▽

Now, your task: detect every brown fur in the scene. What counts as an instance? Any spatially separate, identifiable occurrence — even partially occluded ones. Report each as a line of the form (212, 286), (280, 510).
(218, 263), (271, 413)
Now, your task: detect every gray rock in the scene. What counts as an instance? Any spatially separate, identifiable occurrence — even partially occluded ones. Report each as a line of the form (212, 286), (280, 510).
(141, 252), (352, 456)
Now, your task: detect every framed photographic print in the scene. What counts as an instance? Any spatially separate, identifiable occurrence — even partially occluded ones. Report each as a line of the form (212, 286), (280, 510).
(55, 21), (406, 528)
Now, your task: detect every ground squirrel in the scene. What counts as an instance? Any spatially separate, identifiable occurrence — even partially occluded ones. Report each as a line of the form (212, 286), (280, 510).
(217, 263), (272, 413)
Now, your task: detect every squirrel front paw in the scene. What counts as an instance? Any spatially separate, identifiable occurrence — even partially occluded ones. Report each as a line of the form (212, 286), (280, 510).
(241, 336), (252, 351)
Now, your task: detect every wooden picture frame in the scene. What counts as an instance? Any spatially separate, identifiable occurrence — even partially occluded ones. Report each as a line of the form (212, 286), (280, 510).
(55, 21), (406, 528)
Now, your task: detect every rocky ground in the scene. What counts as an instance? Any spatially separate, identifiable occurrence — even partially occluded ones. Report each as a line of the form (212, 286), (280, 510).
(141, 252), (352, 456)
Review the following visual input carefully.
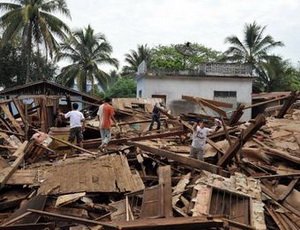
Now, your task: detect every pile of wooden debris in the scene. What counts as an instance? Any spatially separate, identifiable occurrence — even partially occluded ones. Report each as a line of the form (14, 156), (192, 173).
(0, 94), (300, 230)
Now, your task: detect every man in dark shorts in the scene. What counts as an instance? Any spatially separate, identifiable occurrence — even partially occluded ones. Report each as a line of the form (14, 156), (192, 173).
(64, 103), (85, 152)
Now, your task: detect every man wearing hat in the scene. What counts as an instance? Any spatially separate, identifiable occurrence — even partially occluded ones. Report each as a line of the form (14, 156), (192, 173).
(190, 120), (213, 161)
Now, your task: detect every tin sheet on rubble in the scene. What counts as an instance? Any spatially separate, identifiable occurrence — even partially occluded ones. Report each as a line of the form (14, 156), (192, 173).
(39, 155), (144, 194)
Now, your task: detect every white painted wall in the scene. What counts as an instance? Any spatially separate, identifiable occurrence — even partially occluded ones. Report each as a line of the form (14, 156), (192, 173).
(137, 76), (252, 120)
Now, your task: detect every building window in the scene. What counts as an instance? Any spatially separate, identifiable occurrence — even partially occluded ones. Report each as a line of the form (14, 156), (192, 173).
(209, 188), (251, 225)
(214, 91), (236, 98)
(152, 94), (167, 105)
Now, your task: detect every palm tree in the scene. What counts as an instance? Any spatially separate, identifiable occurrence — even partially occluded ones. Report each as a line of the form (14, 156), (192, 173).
(0, 0), (70, 82)
(224, 22), (283, 69)
(57, 25), (118, 92)
(254, 58), (293, 92)
(122, 44), (151, 75)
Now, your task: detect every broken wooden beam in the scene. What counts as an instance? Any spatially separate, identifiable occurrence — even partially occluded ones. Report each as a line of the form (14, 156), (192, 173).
(128, 142), (229, 176)
(278, 178), (299, 201)
(0, 222), (56, 230)
(217, 114), (266, 167)
(0, 141), (28, 188)
(228, 104), (245, 126)
(48, 134), (97, 155)
(158, 165), (173, 218)
(276, 92), (299, 118)
(83, 130), (187, 148)
(181, 95), (227, 117)
(27, 209), (114, 227)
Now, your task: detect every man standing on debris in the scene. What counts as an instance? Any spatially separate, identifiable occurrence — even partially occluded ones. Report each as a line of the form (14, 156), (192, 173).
(149, 103), (162, 131)
(190, 120), (213, 161)
(61, 103), (85, 151)
(97, 97), (118, 150)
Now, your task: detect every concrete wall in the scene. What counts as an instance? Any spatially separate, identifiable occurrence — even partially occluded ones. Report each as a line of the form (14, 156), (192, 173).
(137, 76), (252, 120)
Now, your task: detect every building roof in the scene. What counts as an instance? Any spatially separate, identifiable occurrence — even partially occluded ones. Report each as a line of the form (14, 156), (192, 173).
(137, 63), (256, 78)
(252, 91), (291, 100)
(0, 80), (100, 102)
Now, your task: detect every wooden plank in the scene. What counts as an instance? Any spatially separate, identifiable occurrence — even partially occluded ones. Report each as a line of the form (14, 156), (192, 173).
(27, 209), (115, 227)
(55, 192), (86, 208)
(221, 117), (232, 146)
(158, 165), (173, 218)
(6, 169), (38, 185)
(181, 95), (227, 117)
(263, 146), (300, 164)
(128, 142), (229, 176)
(0, 223), (56, 230)
(0, 141), (28, 188)
(244, 95), (290, 110)
(278, 178), (299, 201)
(104, 217), (225, 230)
(140, 184), (164, 218)
(0, 104), (24, 134)
(228, 104), (245, 126)
(83, 129), (187, 148)
(8, 195), (47, 224)
(12, 98), (27, 124)
(217, 114), (266, 167)
(276, 92), (299, 118)
(48, 134), (97, 155)
(261, 184), (300, 216)
(265, 206), (286, 230)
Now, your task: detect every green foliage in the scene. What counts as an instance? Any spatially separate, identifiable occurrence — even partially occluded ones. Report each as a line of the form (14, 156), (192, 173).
(288, 65), (300, 91)
(57, 25), (118, 92)
(0, 0), (70, 82)
(224, 22), (284, 68)
(253, 57), (300, 92)
(105, 77), (136, 98)
(0, 43), (25, 87)
(150, 43), (222, 71)
(122, 44), (151, 76)
(0, 39), (58, 87)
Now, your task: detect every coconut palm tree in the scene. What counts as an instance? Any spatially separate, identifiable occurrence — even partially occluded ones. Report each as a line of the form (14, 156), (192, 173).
(122, 44), (151, 75)
(0, 0), (70, 82)
(224, 22), (283, 69)
(57, 25), (118, 92)
(254, 58), (293, 92)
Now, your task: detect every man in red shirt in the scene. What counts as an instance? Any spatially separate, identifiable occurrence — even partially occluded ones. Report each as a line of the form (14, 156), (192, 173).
(97, 98), (118, 150)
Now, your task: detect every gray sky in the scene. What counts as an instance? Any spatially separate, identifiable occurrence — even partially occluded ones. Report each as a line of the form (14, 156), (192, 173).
(67, 0), (300, 68)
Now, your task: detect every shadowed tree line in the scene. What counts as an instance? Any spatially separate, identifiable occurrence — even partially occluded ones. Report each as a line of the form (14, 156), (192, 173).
(0, 0), (300, 94)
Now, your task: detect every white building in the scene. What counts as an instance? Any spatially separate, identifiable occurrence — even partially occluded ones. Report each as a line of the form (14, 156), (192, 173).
(137, 63), (254, 120)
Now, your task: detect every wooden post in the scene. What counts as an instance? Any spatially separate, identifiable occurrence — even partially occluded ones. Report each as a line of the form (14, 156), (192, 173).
(276, 92), (299, 118)
(217, 114), (266, 167)
(158, 165), (173, 218)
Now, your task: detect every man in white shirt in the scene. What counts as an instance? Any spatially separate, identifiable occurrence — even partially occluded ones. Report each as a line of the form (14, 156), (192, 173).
(190, 120), (213, 161)
(64, 103), (85, 148)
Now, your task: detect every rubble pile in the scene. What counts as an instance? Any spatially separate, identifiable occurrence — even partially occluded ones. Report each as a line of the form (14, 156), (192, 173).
(0, 93), (300, 230)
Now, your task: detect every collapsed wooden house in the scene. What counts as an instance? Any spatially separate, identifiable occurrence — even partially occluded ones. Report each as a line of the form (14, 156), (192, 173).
(0, 82), (300, 230)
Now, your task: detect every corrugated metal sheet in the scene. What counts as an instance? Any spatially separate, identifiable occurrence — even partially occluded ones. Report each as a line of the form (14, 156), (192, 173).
(39, 155), (144, 194)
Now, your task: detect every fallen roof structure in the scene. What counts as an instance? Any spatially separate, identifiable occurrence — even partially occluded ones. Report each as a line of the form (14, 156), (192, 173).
(0, 90), (300, 230)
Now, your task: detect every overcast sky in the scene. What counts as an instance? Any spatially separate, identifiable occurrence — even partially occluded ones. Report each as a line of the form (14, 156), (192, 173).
(67, 0), (300, 69)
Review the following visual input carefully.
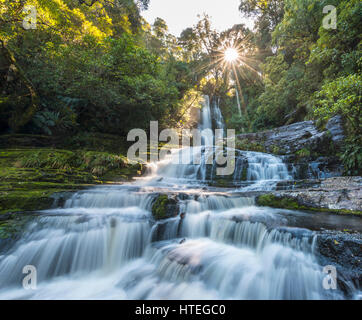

△

■ TASK BRIEF ■
Reproduce the entries above verbatim, from the line with "Now, your task: detect every man in dark" to the line with "(64, 103), (85, 152)", including both of those lines.

■ ANSWER TO THE EXERCISE ■
Now, your task: detect every man in dark shorts in the scene. What counts as an instance? Any spatially separate, identifiable occurrence — even partially occluded ones. Report each as a line of the form (14, 156), (192, 173).
(64, 103), (85, 152)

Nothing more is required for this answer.